*Material for this exercise*:

—————

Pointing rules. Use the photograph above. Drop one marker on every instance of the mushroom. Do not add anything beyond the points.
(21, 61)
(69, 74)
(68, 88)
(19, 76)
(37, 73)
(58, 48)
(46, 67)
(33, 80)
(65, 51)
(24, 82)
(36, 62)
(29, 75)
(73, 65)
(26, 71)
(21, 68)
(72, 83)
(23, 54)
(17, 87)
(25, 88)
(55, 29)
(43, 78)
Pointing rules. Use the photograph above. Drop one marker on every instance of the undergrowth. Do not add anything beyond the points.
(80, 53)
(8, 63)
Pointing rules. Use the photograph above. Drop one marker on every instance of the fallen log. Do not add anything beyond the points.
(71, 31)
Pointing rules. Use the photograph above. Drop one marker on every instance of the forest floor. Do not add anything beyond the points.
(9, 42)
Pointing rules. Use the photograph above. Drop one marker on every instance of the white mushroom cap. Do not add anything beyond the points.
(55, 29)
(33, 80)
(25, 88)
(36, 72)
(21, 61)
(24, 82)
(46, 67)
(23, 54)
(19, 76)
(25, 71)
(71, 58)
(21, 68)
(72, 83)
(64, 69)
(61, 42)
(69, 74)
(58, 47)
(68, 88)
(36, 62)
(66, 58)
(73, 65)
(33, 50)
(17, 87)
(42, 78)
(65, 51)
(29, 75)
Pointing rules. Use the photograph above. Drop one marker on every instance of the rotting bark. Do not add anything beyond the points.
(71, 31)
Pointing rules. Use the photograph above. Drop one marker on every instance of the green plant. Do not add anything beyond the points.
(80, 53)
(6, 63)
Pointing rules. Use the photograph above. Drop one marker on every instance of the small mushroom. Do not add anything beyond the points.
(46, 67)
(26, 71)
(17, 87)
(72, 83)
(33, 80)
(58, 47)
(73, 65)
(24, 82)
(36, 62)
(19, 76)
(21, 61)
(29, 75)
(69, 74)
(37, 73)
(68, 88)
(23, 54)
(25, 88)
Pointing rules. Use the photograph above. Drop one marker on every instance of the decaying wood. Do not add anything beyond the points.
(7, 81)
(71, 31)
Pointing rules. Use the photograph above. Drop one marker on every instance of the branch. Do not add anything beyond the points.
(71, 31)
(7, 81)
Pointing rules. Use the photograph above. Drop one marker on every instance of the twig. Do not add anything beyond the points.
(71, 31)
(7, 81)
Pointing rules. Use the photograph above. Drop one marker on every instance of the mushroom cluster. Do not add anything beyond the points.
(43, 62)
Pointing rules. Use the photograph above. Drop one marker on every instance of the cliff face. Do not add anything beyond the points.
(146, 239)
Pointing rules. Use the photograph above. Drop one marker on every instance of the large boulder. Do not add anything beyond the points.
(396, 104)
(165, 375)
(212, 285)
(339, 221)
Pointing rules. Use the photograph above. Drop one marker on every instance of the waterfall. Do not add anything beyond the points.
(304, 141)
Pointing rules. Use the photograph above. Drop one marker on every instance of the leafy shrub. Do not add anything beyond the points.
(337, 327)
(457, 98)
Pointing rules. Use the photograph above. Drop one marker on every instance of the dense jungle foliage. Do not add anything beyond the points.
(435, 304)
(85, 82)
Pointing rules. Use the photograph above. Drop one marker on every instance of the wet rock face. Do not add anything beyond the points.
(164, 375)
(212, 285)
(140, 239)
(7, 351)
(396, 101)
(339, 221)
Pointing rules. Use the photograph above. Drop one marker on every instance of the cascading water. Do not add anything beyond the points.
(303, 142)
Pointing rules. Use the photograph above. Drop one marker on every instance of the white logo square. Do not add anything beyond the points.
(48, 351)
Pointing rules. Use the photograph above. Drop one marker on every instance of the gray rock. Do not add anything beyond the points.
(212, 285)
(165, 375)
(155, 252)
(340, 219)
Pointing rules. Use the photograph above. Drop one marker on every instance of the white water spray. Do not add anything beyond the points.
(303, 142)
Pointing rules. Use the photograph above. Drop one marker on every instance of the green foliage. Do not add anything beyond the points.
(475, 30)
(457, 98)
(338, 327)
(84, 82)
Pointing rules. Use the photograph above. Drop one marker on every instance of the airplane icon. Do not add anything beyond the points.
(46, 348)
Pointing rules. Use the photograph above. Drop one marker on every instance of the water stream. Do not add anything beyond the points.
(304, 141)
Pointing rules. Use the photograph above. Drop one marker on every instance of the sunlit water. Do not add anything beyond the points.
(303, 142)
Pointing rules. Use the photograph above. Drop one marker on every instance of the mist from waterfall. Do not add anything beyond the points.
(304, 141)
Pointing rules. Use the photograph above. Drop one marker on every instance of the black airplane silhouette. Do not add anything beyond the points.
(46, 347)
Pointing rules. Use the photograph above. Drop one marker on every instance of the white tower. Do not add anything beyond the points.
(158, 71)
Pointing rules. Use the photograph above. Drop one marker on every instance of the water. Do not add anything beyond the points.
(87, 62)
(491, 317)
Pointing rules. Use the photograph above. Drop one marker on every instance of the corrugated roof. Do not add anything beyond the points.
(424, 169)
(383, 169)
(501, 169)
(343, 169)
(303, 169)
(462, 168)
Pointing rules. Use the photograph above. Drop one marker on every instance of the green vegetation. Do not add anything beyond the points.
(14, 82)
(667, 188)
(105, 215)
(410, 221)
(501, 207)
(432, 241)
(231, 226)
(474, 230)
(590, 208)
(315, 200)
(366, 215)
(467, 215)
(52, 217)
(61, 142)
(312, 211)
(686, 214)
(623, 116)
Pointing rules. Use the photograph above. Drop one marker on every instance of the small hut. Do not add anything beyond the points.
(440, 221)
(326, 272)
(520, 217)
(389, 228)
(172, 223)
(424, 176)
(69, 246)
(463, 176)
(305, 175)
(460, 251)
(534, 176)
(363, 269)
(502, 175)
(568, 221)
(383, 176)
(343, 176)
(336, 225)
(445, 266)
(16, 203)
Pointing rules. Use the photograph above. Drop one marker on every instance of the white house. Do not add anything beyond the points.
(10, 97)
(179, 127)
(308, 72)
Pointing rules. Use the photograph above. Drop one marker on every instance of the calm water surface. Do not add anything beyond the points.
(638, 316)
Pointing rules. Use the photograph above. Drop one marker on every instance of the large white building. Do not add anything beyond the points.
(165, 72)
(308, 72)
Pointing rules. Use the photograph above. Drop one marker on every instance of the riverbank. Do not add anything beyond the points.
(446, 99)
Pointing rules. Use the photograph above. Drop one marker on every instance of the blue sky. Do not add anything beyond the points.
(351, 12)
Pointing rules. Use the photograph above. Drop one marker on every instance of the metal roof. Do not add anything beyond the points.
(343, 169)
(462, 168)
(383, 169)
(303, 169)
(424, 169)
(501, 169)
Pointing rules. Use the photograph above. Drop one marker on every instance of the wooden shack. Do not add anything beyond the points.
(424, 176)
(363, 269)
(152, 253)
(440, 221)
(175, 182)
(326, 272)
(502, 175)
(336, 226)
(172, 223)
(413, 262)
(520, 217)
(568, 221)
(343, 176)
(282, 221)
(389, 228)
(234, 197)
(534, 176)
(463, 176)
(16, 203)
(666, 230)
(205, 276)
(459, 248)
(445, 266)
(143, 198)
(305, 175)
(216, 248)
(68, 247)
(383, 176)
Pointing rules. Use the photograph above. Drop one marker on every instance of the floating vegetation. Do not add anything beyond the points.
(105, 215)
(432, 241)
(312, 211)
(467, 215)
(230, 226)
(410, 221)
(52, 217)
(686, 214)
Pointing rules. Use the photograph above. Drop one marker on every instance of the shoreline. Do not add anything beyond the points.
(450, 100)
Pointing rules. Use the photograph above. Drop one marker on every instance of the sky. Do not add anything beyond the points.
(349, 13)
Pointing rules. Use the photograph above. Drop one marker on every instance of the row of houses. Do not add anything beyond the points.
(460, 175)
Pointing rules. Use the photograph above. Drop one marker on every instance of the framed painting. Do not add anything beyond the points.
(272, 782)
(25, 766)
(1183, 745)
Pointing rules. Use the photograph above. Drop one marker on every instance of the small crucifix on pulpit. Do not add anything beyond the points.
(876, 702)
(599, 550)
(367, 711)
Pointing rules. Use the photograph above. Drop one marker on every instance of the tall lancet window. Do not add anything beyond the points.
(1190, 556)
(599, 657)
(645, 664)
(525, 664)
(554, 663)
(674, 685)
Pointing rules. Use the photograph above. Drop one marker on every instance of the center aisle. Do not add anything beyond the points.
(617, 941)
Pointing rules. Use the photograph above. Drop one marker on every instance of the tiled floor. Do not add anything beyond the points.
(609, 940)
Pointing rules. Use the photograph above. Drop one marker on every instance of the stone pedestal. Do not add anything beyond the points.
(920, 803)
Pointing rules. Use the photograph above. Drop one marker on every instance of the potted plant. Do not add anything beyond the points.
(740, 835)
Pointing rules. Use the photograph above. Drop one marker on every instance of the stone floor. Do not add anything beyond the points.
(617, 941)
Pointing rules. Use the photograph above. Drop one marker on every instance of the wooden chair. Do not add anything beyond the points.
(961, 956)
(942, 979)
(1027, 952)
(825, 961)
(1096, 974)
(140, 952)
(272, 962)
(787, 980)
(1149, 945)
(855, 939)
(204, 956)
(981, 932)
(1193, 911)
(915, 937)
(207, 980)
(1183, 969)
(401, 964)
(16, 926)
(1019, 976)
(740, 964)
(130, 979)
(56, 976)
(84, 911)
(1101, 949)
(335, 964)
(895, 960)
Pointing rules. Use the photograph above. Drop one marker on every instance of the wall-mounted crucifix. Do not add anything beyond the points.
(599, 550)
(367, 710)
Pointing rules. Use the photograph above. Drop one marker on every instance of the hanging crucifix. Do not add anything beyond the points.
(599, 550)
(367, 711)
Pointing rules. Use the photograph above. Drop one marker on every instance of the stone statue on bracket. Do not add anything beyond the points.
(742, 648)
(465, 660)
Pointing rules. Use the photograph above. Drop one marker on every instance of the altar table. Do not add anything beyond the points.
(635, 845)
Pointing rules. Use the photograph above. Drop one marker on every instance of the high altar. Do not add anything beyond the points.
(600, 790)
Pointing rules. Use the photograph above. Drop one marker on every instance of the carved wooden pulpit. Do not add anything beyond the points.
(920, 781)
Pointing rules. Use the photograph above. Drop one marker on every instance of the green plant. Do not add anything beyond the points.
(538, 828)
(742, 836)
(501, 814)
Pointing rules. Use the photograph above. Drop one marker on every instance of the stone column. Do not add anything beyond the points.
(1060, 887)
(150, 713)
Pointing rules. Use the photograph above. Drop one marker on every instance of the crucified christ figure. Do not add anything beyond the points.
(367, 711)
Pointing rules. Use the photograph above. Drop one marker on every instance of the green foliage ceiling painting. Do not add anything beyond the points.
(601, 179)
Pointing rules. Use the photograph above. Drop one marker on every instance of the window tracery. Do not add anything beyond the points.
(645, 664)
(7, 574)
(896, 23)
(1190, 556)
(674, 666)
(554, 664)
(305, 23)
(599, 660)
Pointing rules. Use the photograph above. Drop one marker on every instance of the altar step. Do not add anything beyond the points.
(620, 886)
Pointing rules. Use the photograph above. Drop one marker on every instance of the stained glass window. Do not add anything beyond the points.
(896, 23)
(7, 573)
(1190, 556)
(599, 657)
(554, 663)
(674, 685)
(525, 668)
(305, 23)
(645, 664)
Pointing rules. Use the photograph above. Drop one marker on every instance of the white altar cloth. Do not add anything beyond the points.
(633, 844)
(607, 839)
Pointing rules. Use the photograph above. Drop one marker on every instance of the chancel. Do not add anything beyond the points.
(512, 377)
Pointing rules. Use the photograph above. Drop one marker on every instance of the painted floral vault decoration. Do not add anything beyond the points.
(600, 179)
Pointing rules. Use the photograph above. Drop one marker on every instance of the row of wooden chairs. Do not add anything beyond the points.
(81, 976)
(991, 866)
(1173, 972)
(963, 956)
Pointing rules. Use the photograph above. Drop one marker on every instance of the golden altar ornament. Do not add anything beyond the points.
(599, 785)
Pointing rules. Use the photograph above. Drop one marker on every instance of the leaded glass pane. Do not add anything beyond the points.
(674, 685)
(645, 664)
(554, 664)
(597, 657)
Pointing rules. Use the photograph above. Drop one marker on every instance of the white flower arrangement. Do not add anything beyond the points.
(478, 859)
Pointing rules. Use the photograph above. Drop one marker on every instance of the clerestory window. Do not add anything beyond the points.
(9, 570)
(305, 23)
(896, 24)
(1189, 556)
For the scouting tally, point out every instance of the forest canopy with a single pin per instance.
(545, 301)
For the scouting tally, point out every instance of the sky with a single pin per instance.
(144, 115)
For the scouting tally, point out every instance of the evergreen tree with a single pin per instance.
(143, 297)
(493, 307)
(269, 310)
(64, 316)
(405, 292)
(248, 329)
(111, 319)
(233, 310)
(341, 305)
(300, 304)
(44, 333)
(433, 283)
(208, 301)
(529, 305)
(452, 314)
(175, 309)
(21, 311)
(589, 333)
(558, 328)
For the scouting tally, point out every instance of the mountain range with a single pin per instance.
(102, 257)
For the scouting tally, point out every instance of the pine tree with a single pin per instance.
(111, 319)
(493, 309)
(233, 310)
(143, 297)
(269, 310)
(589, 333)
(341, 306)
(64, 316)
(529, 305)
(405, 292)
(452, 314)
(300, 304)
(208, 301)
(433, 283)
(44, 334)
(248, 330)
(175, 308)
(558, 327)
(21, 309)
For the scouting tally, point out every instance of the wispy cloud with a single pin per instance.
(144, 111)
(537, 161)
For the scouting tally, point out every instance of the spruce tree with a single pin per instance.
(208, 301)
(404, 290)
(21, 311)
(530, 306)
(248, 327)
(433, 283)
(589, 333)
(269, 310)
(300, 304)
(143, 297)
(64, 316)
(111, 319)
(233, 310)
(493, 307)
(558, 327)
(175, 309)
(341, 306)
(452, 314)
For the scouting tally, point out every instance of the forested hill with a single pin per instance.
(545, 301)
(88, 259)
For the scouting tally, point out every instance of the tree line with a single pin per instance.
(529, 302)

—————

*Stated goal*:
Repeat only the lines running from the line that contains "For the scouting tally, point out every instance of the wispy" through the last line above, inclusive.

*Exercise output*:
For the scouting tally, point out every instance of the wispy cloud with a single pin per instance.
(144, 111)
(537, 161)
For the scouting tally, point out every instance of the spruce tree with a single pin per instance.
(208, 301)
(404, 290)
(21, 311)
(530, 306)
(248, 327)
(433, 283)
(589, 333)
(269, 310)
(300, 304)
(143, 297)
(64, 316)
(111, 319)
(233, 310)
(493, 307)
(558, 327)
(175, 309)
(341, 306)
(452, 314)
For the scouting tally, point out every instance of the forested hill with a single pin per instance.
(545, 301)
(88, 259)
For the scouting tally, point out every instance of the tree line with a single pin per instance.
(529, 302)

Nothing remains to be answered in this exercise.